HOW TO COMPLETE THIS TASK »
Nothing in the records should be altered; retype them all exactly.

(Natural-language object grounding data)
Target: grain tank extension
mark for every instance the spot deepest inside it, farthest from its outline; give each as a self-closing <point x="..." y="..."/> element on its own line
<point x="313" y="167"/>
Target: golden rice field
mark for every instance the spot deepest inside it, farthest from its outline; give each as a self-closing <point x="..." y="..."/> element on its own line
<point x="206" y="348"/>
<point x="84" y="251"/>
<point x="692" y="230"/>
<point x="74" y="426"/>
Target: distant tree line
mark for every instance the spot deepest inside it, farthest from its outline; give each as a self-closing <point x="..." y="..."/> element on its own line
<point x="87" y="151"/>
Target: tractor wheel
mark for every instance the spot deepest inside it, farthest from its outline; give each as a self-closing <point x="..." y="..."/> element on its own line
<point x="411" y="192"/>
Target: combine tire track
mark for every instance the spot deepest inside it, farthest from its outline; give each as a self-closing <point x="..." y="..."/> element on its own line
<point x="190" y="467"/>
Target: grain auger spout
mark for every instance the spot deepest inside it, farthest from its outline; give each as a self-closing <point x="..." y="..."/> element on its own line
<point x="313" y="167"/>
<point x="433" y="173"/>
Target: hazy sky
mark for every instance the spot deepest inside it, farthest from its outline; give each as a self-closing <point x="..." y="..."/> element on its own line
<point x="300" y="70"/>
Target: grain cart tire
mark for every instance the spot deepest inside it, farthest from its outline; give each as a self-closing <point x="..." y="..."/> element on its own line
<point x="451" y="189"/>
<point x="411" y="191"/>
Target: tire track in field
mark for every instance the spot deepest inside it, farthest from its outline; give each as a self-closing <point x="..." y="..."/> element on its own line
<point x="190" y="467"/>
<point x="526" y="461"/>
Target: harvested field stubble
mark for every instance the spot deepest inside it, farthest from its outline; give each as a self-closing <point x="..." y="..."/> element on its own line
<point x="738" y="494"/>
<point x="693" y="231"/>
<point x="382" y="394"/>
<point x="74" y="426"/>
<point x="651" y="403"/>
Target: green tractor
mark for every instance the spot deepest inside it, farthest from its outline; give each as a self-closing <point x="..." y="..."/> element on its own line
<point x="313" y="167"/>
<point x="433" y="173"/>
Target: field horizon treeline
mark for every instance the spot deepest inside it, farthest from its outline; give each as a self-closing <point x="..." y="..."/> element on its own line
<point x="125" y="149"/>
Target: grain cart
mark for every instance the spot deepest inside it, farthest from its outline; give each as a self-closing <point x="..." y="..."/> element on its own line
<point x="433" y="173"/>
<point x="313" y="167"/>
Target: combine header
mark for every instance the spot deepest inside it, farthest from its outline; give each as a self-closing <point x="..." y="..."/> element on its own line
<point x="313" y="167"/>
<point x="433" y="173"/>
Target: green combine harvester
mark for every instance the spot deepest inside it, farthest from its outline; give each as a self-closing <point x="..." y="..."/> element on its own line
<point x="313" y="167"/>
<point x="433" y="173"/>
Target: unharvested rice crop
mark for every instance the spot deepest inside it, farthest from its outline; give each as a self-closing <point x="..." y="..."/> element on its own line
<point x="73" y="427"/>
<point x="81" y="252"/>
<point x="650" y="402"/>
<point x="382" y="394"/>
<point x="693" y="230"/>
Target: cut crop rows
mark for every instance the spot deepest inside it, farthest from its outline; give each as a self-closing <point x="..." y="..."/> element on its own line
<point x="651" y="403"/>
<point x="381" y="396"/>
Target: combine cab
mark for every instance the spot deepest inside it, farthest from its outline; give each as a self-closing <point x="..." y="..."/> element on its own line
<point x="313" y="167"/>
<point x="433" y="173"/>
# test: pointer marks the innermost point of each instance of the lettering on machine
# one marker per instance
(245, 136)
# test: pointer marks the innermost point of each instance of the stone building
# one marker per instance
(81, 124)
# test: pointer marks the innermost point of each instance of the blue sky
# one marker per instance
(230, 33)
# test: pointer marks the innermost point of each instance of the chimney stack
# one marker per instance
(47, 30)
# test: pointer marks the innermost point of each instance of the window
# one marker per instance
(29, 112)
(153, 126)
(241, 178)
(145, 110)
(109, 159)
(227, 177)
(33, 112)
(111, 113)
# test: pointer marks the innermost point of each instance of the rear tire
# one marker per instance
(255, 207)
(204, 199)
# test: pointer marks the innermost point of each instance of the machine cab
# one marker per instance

REPLY TO THE TASK »
Target: grain tank extension
mark for every instance the spot deepest inside it, farthest from its outline; give each as a self-closing <point x="..." y="..."/> element on its own line
<point x="313" y="167"/>
Target: golden rice field
mark for every instance the spot deepest inside it, farthest from its outline; give each as a self-closing <point x="..." y="..."/> element on its own line
<point x="206" y="348"/>
<point x="84" y="251"/>
<point x="692" y="230"/>
<point x="74" y="426"/>
Target: distant tree line
mark for every instance the spot deepest inside it, farthest from its outline; give each as a self-closing <point x="..." y="..."/> element on its own line
<point x="87" y="151"/>
Target: tractor wheel
mark for every instance the spot deepest inside it, farthest from its outline; give each as a self-closing <point x="..." y="..."/> element on its own line
<point x="411" y="192"/>
Target: combine tire track
mark for every instance the spot deepest inside it, farthest from its outline; give each as a self-closing <point x="..." y="..."/> element on its own line
<point x="190" y="467"/>
Target: grain auger spout
mark for every instance the spot deepest inside it, farthest from its outline; give each as a self-closing <point x="..." y="..."/> element on its own line
<point x="313" y="167"/>
<point x="433" y="173"/>
Target: hazy sky
mark for every instance the spot deepest inside it, farthest from its outline; give each as a self-closing <point x="..." y="..."/> element on its own line
<point x="300" y="70"/>
Target: grain cart tire
mark for every instance the spot deepest inside it, farthest from its outline; give each as a self-closing <point x="..." y="..."/> element on its own line
<point x="451" y="189"/>
<point x="411" y="191"/>
Target: tire track in field
mark for every instance the spot deepest inside it, farthest from its outline; give each as a self-closing <point x="..." y="..."/> element on its own line
<point x="190" y="467"/>
<point x="526" y="461"/>
Target: harvested field stubble
mark for every instance the spot deepest inside it, farthest from its outline; give each as a self-closing <point x="..." y="..."/> element on its own line
<point x="738" y="494"/>
<point x="693" y="231"/>
<point x="382" y="394"/>
<point x="74" y="426"/>
<point x="651" y="403"/>
Target: green tractor
mark for every instance the spot deepest inside it, farthest from its outline; give each as a self-closing <point x="..." y="..."/> element on its own line
<point x="313" y="167"/>
<point x="433" y="173"/>
Target: field horizon treeline
mark for every instance the spot deepest inside it, farthest from its outline; give each as a self-closing <point x="..." y="..."/> element on its own line
<point x="125" y="149"/>
Target: grain cart
mark for every instance the spot deepest inside it, farthest from its outline; give each as a self-closing <point x="..." y="..."/> element on its own line
<point x="433" y="173"/>
<point x="313" y="167"/>
Target: combine header
mark for every instance the spot deepest inside it, farthest from its outline; give each as a self-closing <point x="..." y="..."/> element on its own line
<point x="313" y="167"/>
<point x="433" y="173"/>
Target: green combine harvester
mark for every instance the spot deepest inside it, farthest from its outline; give each as a self-closing <point x="..." y="..."/> element on its own line
<point x="313" y="167"/>
<point x="433" y="173"/>
Target: unharvested rice crop
mark for every instance the spot deepest inside it, farthest from its outline; give each as a self-closing <point x="..." y="..."/> element on its own line
<point x="73" y="427"/>
<point x="81" y="252"/>
<point x="650" y="402"/>
<point x="382" y="394"/>
<point x="693" y="230"/>
Target: cut crop rows
mark for every instance the spot deepest inside it, farthest from its outline; give each as a self-closing <point x="..." y="..."/> element on its own line
<point x="651" y="403"/>
<point x="381" y="396"/>
Target: combine cab
mark for every instance the spot deepest inside it, farthest from its outline; give each as a self-closing <point x="..." y="..."/> element on its own line
<point x="313" y="167"/>
<point x="433" y="173"/>
# test: pointer marks the innermost point of each instance of the lettering on machine
# one marker per instance
(245, 136)
# test: pointer marks the innermost point of each instance of the stone building
# one marker per instance
(81, 124)
# test: pointer marks the innermost point of each instance of the blue sky
# one marker per instance
(230, 33)
# test: pointer marks the innermost point of each instance of the chimney stack
# one marker per instance
(47, 30)
# test: pointer marks the innermost point of each instance of the window
# one marker per instance
(29, 112)
(153, 126)
(241, 178)
(145, 110)
(109, 159)
(227, 177)
(33, 112)
(111, 113)
# test: pointer marks the innermost point of each instance of the rear tire
# one marker per instance
(255, 207)
(204, 199)
# test: pointer marks the innermost point of each instance of the machine cab
# one marker per instance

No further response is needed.